• SOURCE EXCERPT:
- - -
# Growing weeds indoors



## Paige Lewis (Aug 29, 2010)

So i started trying to grow weeds indoors in seed trays about 8 months ago, the first lot died but i planted more and the nipplewort seems to be the only one actually doing well, the rest are spindly or have just died, i planted them in coco coir because i couldn't find any plain topsoil at the time and i usually water them once a week (i wait until the coir has totally dried before watering again), could anyone suggest what i am doing wrong? I was really hoping to have a good lot grown for the winter months but i have not been very successful. My home never gets that cold, the only thing i could think of would be possibly lack of light, they are on window ledges throughout the house but none of them really get that much direct sunshine throughout the day.

Thanks in advance!


----------



## Missy (Aug 29, 2010)

Have you tried a grow light? Maybe digging starts and potting them might work better. I have never thought of growing weeds inside but now you have me thinking.


----------



## Paige Lewis (Aug 29, 2010)

I haven't tried a grow light that definately sounds like a good idea especially if it gets my tort weeds for the winter months. This may sound stupid but that do you mean by 'digging starts and potting them'? Thanks for the advice!


----------



## tortoisenerd (Aug 29, 2010)

I also failed at growing weeds and would second the grow light--I think that is what mine needed, but I just don't have the patience. Gave up after two tries and because I had actually spent quite a bit of money on the trays, soil, seeds, etc and not got anything out of it.


----------



## ekm5015 (Aug 29, 2010)

Plants need 3 things to grow; soil, light, and water. I think you were lacking two. Here are my suggestions. 

1) Get some miracle grow organic soil instead of the coco coir. You could actually mix in some coir if you wanted. Maybe 70/30 organic soil to coir. I'm not sure how much nutrients the coco coir has. If there is nothing feeding them, the plants will die.
- - -
• SUPPLIED ENTRIES:
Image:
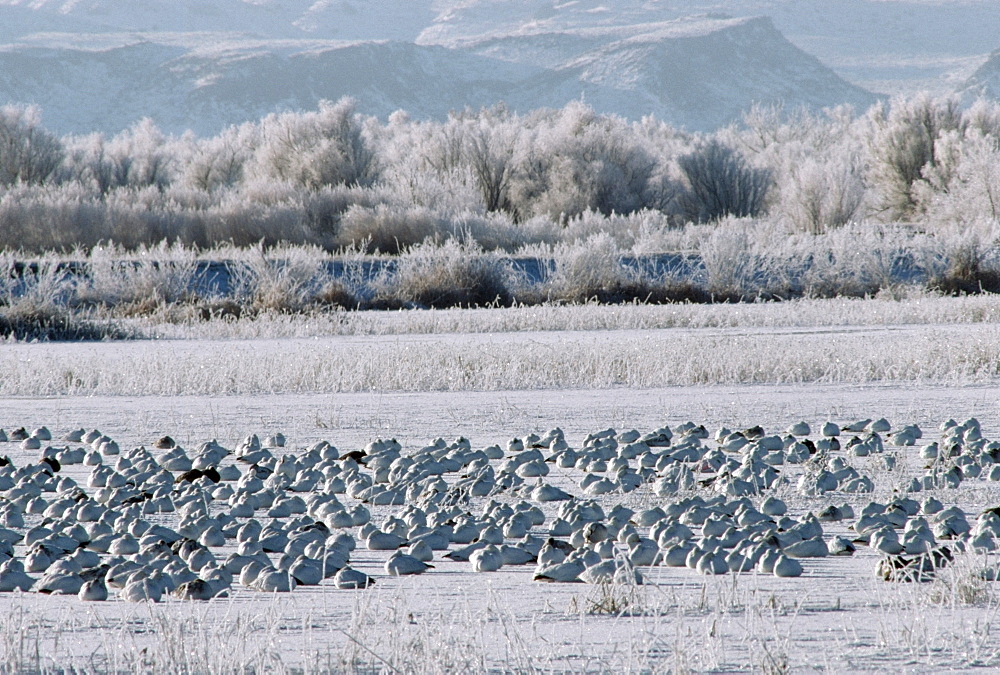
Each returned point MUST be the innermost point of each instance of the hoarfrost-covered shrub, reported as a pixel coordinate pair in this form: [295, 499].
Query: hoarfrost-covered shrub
[28, 153]
[824, 192]
[747, 259]
[314, 149]
[451, 274]
[218, 162]
[904, 150]
[965, 187]
[720, 183]
[576, 160]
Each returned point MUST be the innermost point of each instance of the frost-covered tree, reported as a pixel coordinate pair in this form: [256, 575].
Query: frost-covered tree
[720, 183]
[315, 149]
[904, 150]
[28, 153]
[217, 162]
[575, 160]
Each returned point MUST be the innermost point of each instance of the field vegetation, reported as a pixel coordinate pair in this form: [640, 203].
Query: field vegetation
[308, 211]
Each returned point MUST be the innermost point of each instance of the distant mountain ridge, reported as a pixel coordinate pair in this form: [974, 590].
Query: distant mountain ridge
[695, 73]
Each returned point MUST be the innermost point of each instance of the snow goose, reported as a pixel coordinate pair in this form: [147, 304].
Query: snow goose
[142, 589]
[400, 564]
[487, 559]
[271, 580]
[94, 590]
[349, 578]
[568, 571]
[421, 551]
[786, 567]
[12, 576]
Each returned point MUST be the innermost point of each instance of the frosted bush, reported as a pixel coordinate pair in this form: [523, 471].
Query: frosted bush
[314, 149]
[28, 153]
[720, 183]
[904, 150]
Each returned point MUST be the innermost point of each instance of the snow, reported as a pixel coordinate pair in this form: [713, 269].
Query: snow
[837, 616]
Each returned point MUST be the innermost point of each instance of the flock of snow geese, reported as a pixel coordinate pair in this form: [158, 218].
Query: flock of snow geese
[148, 523]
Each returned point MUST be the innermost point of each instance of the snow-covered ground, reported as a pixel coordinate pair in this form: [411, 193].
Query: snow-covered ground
[838, 616]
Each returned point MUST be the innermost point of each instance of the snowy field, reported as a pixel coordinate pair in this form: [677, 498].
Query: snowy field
[838, 615]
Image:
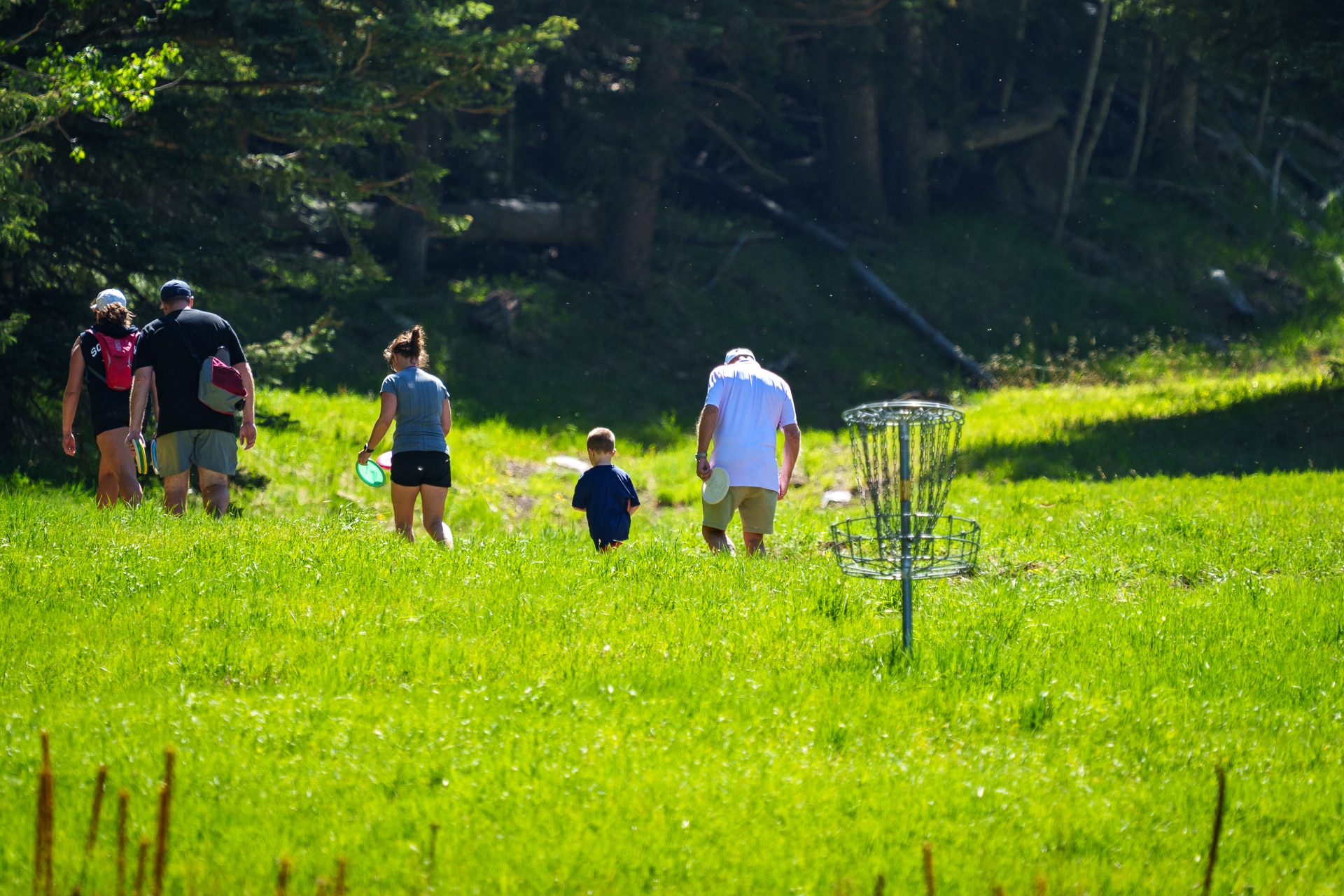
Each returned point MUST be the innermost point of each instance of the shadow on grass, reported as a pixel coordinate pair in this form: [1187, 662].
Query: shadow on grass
[1289, 430]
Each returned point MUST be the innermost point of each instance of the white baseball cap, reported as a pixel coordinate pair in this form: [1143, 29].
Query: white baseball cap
[109, 298]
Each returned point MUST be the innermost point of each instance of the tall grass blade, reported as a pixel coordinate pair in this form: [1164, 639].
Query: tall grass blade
[122, 812]
[140, 867]
[283, 878]
[164, 820]
[1218, 828]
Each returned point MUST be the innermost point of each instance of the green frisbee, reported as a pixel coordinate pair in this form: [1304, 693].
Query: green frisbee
[371, 475]
[141, 457]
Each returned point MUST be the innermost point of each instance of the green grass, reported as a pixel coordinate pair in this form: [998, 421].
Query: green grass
[659, 719]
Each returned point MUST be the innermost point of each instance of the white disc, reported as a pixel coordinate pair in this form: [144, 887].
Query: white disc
[717, 486]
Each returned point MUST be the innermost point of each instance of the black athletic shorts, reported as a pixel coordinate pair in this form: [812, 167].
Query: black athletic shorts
[414, 469]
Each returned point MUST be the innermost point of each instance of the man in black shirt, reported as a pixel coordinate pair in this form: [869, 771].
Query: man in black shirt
[190, 431]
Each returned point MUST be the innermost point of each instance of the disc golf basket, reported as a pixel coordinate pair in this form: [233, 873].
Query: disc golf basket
[905, 454]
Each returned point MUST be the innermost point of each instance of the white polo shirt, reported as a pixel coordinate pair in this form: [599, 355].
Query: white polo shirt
[753, 405]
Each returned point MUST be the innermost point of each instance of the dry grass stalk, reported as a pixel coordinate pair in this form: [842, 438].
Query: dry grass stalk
[122, 812]
[164, 820]
[283, 878]
[99, 785]
[429, 859]
[1218, 828]
[140, 867]
[94, 816]
[42, 876]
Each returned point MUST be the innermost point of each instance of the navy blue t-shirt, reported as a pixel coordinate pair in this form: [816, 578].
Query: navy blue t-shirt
[603, 492]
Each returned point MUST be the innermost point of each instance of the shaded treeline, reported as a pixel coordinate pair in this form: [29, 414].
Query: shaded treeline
[281, 153]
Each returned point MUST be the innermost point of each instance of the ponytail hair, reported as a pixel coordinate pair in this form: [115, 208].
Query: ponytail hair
[118, 315]
[409, 346]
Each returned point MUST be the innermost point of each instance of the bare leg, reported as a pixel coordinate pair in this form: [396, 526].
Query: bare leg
[432, 514]
[120, 461]
[214, 492]
[718, 540]
[403, 510]
[106, 495]
[175, 492]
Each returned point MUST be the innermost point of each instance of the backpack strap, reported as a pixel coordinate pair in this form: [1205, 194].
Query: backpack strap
[186, 342]
[89, 370]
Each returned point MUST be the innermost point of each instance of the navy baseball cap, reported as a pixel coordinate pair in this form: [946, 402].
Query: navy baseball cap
[174, 289]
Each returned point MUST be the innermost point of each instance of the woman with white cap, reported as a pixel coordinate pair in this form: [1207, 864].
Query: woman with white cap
[102, 358]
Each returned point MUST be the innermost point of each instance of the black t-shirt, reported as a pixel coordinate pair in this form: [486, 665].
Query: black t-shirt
[604, 492]
[111, 409]
[178, 375]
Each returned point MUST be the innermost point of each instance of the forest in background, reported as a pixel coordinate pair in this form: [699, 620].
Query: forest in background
[568, 192]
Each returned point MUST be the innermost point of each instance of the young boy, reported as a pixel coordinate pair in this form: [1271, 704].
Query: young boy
[605, 493]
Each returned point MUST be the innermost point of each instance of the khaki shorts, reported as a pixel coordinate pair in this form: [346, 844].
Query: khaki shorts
[203, 449]
[755, 504]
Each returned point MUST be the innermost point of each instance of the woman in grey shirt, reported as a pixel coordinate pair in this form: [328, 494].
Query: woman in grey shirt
[421, 464]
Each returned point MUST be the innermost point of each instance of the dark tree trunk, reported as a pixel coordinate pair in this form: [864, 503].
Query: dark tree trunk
[855, 147]
[910, 133]
[634, 218]
[1081, 118]
[1142, 124]
[655, 130]
[1262, 115]
[412, 227]
[1011, 74]
[1187, 113]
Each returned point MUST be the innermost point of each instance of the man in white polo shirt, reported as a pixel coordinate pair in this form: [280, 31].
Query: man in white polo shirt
[746, 405]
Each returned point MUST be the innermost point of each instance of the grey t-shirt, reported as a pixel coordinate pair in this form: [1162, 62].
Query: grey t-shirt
[420, 409]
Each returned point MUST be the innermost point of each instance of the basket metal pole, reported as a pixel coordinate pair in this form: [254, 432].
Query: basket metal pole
[906, 584]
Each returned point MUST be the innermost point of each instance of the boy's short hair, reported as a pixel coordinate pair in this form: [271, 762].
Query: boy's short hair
[603, 441]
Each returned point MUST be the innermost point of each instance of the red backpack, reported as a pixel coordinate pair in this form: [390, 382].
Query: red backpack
[118, 355]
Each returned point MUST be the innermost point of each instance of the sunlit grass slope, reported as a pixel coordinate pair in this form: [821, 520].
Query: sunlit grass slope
[662, 720]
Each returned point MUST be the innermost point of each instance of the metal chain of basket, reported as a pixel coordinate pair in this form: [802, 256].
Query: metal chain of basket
[905, 456]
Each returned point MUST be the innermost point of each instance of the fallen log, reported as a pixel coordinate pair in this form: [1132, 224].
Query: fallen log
[910, 316]
[1231, 146]
[1000, 131]
[526, 220]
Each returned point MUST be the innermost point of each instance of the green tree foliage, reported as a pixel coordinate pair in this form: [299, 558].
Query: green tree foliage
[280, 153]
[239, 144]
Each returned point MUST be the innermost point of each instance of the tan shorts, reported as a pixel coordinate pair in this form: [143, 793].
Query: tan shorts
[755, 504]
[204, 449]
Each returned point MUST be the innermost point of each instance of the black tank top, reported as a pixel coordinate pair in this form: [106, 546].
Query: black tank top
[111, 409]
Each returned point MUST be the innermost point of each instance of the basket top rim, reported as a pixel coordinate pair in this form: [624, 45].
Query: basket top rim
[902, 409]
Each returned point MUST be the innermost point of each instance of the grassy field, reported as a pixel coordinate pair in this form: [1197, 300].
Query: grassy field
[662, 720]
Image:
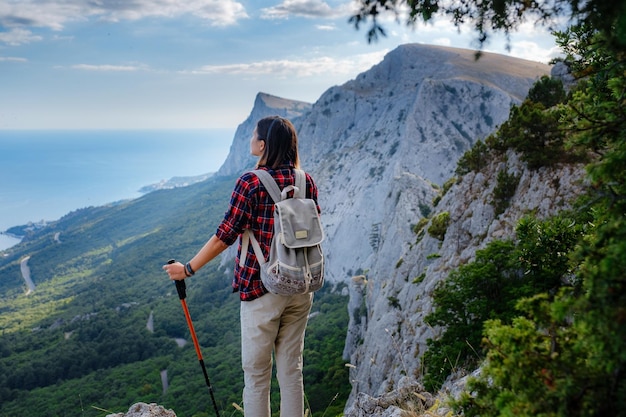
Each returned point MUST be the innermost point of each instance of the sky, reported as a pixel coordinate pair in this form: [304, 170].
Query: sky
[197, 64]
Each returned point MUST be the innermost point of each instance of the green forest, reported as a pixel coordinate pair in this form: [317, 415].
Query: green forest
[80, 345]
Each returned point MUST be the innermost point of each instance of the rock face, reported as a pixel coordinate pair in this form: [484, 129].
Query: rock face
[380, 147]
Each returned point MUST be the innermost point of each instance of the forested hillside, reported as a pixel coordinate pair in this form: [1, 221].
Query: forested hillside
[80, 343]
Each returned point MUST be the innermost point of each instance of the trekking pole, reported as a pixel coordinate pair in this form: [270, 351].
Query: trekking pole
[181, 288]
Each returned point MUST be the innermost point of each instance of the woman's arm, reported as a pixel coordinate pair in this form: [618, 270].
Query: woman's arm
[209, 251]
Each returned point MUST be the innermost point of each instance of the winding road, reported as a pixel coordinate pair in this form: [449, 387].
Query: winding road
[26, 275]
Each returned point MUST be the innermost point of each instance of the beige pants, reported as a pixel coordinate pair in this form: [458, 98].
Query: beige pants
[273, 323]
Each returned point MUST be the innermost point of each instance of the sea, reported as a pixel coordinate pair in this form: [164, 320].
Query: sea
[45, 174]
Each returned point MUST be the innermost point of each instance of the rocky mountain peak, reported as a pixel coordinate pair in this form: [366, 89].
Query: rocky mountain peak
[380, 147]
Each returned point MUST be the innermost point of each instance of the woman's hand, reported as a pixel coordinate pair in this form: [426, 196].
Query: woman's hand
[175, 270]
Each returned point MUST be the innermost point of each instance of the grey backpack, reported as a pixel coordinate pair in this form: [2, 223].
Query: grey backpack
[296, 261]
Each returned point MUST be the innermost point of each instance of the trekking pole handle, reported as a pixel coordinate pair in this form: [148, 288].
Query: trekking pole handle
[181, 287]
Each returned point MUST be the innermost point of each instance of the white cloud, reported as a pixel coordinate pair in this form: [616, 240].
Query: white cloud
[12, 59]
[108, 68]
[55, 15]
[351, 65]
[303, 8]
[533, 52]
[18, 36]
[326, 27]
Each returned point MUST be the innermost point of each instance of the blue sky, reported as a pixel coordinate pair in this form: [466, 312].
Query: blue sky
[173, 64]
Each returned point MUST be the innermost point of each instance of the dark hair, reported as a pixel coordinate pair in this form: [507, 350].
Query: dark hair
[281, 142]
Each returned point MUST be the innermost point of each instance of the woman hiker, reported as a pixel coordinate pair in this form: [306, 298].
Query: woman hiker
[269, 322]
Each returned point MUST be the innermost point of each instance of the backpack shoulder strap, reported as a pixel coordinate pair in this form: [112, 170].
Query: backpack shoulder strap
[269, 183]
[300, 183]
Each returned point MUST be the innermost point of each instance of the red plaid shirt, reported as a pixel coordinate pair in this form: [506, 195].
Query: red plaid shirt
[251, 207]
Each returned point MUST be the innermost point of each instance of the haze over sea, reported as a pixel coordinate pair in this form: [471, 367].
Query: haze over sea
[47, 174]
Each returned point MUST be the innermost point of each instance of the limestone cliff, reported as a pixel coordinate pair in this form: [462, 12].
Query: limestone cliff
[379, 147]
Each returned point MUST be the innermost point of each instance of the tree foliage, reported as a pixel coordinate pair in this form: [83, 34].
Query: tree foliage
[563, 352]
[491, 16]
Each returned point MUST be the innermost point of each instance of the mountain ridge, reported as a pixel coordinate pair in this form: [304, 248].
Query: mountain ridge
[380, 148]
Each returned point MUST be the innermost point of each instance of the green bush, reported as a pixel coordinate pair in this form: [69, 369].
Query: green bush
[490, 287]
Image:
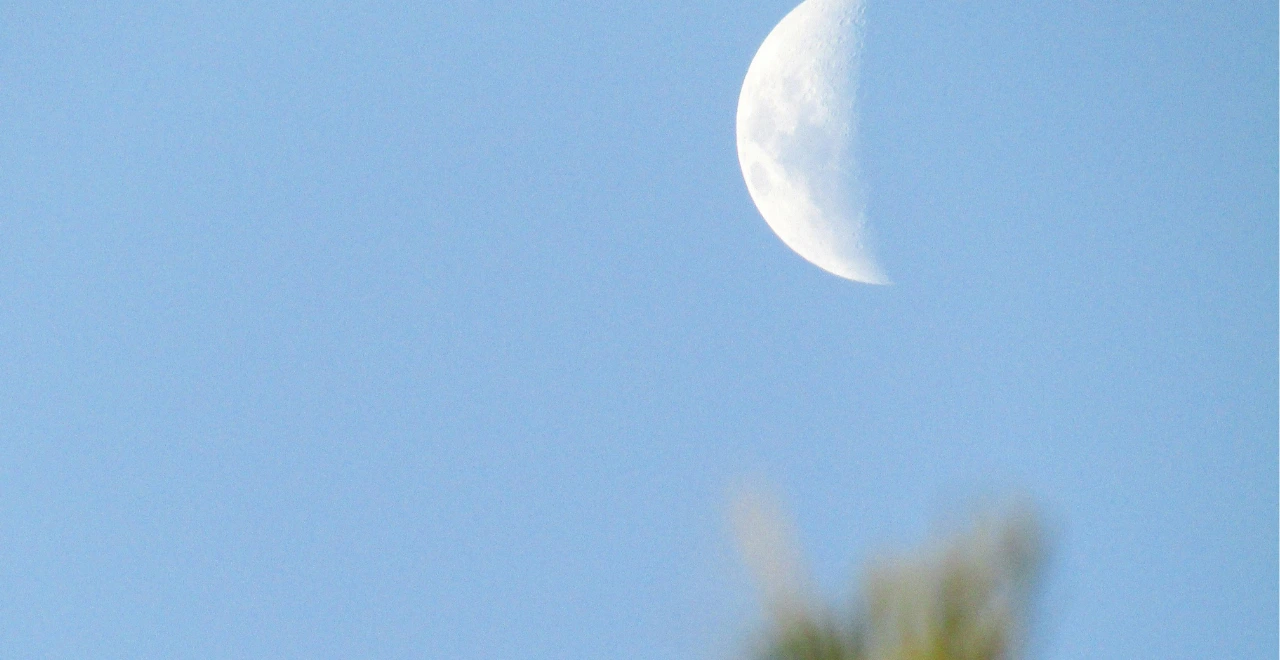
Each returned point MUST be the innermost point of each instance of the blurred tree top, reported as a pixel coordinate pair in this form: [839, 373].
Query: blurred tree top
[965, 597]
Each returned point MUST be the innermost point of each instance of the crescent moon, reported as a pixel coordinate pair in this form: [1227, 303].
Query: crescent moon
[796, 132]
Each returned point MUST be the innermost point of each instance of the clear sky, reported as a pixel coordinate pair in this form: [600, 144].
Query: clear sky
[444, 329]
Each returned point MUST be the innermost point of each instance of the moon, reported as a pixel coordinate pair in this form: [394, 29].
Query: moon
[796, 137]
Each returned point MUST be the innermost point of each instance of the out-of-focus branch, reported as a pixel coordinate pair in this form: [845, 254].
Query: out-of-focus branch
[965, 597]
- - -
• GIVEN PROBLEM 1:
In the indoor weed-growing thread, which plant does Paige Lewis say is the only one actually doing well?
• GIVEN PROBLEM 2:
Copy the portion of the indoor weed-growing thread starting with "## ekm5015 (Aug" and going on through "plants will die.".
The lines after the thread are separate material and are not part of it.

• CORRECT OUTPUT 1:
The nipplewort.

• CORRECT OUTPUT 2:
## ekm5015 (Aug 29, 2010)

Plants need 3 things to grow; soil, light, and water. I think you were lacking two. Here are my suggestions. 

1) Get some miracle grow organic soil instead of the coco coir. You could actually mix in some coir if you wanted. Maybe 70/30 organic soil to coir. I'm not sure how much nutrients the coco coir has. If there is nothing feeding them, the plants will die.